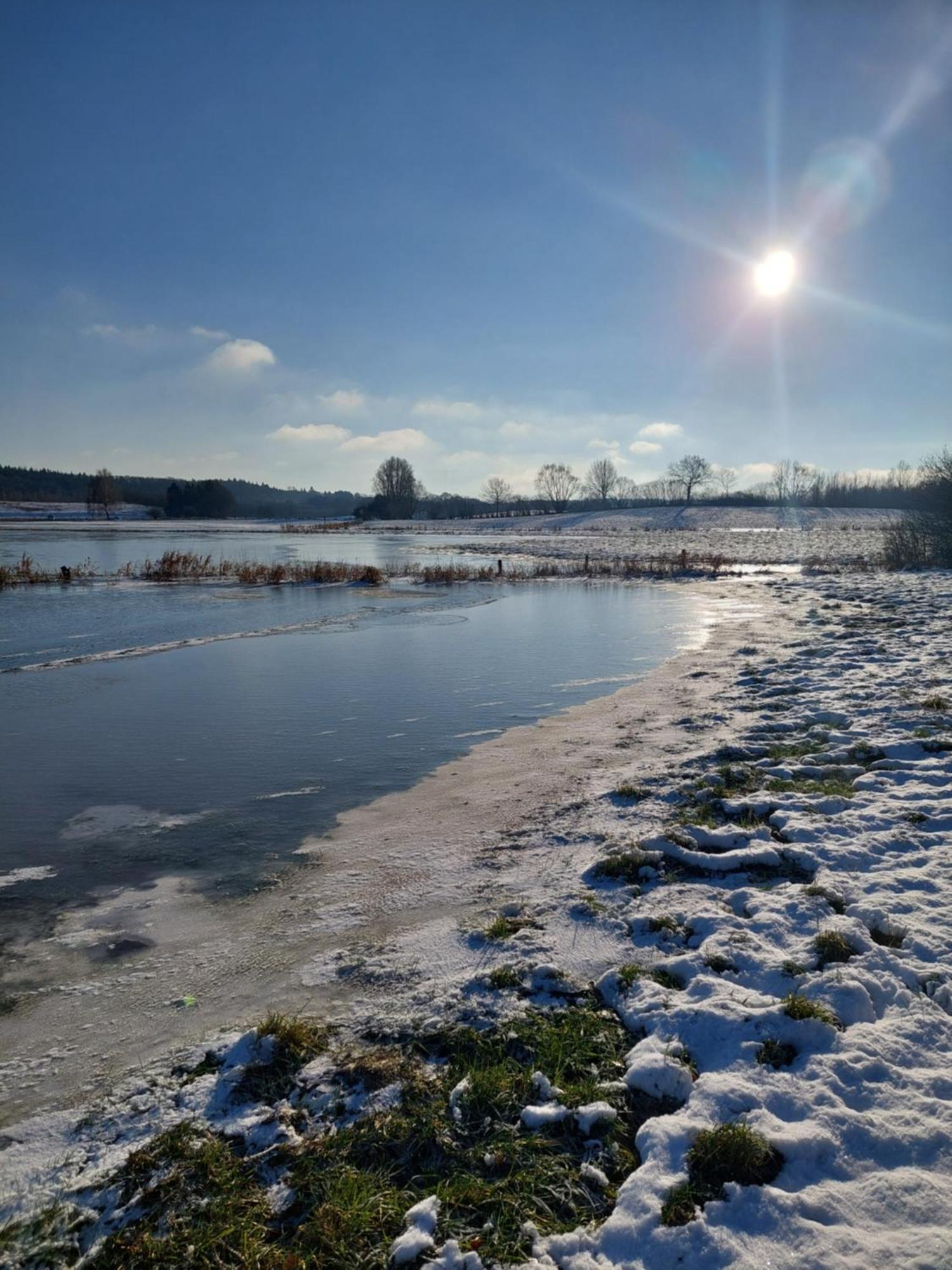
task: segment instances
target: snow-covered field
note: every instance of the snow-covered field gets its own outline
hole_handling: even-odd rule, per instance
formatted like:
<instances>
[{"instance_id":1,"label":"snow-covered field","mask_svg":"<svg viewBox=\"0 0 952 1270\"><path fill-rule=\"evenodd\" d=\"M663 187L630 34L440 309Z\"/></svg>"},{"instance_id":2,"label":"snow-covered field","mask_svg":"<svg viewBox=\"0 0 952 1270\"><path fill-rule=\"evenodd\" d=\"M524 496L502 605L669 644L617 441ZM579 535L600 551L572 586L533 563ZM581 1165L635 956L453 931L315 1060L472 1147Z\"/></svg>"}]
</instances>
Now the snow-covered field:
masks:
<instances>
[{"instance_id":1,"label":"snow-covered field","mask_svg":"<svg viewBox=\"0 0 952 1270\"><path fill-rule=\"evenodd\" d=\"M524 751L527 763L551 765L562 794L487 820L479 852L495 907L468 928L430 919L359 964L352 956L348 973L368 987L364 1021L421 1031L447 1019L490 1024L527 1003L559 1008L593 979L631 1030L623 1087L679 1104L638 1130L640 1167L607 1220L537 1234L524 1261L534 1270L949 1266L952 577L718 585L744 624L642 685L550 720L556 748ZM429 798L433 832L462 833L485 810L465 795L504 744L424 782L413 814ZM517 757L512 781L531 782ZM410 795L386 803L383 823L400 833ZM532 925L477 937L494 913ZM641 973L619 973L633 963ZM503 965L520 992L489 987ZM325 954L302 974L320 983L340 972ZM136 1215L107 1186L129 1149L183 1118L253 1154L333 1128L343 1113L314 1095L307 1069L293 1128L287 1106L230 1099L261 1044L231 1035L216 1043L223 1066L190 1083L166 1062L81 1118L58 1111L8 1128L8 1212L74 1199L105 1215L80 1237L89 1241ZM758 1060L765 1053L779 1066ZM546 1076L524 1132L571 1115L594 1133L604 1107L562 1110ZM453 1096L458 1109L466 1090ZM399 1100L399 1087L387 1097ZM345 1109L383 1110L367 1097ZM697 1135L736 1120L781 1153L777 1176L729 1182L693 1220L663 1226ZM598 1181L594 1163L583 1168ZM413 1209L407 1236L418 1264L482 1265L446 1242L435 1201Z\"/></svg>"},{"instance_id":2,"label":"snow-covered field","mask_svg":"<svg viewBox=\"0 0 952 1270\"><path fill-rule=\"evenodd\" d=\"M459 535L461 550L593 559L722 556L741 564L873 564L897 512L873 508L654 507L479 521L380 522L349 532ZM491 540L491 541L490 541Z\"/></svg>"}]
</instances>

■ WHAT IS NEEDED:
Render the listing from its first line through the line containing "Now the snow-covered", inclusive, as a Markdown table with the columns "Row" and "Text". Number each line, skip blank lines, and leave the pictures out.

■ RESPONSE TO THIS EXERCISE:
| Row | Text |
|---|---|
| 1 | task: segment instances |
| 2 | target: snow-covered field |
| 3 | note: every instance of the snow-covered field gets its own outline |
| 4 | hole_handling: even-odd rule, per instance |
| 5 | formatted like: |
| 6 | <instances> |
| 7 | [{"instance_id":1,"label":"snow-covered field","mask_svg":"<svg viewBox=\"0 0 952 1270\"><path fill-rule=\"evenodd\" d=\"M663 187L630 34L440 309Z\"/></svg>"},{"instance_id":2,"label":"snow-covered field","mask_svg":"<svg viewBox=\"0 0 952 1270\"><path fill-rule=\"evenodd\" d=\"M524 496L502 605L669 644L617 441ZM579 535L600 551L572 586L533 563ZM581 1165L635 956L453 931L315 1060L472 1147Z\"/></svg>"}] |
| 8 | </instances> |
| 9 | Now the snow-covered field: |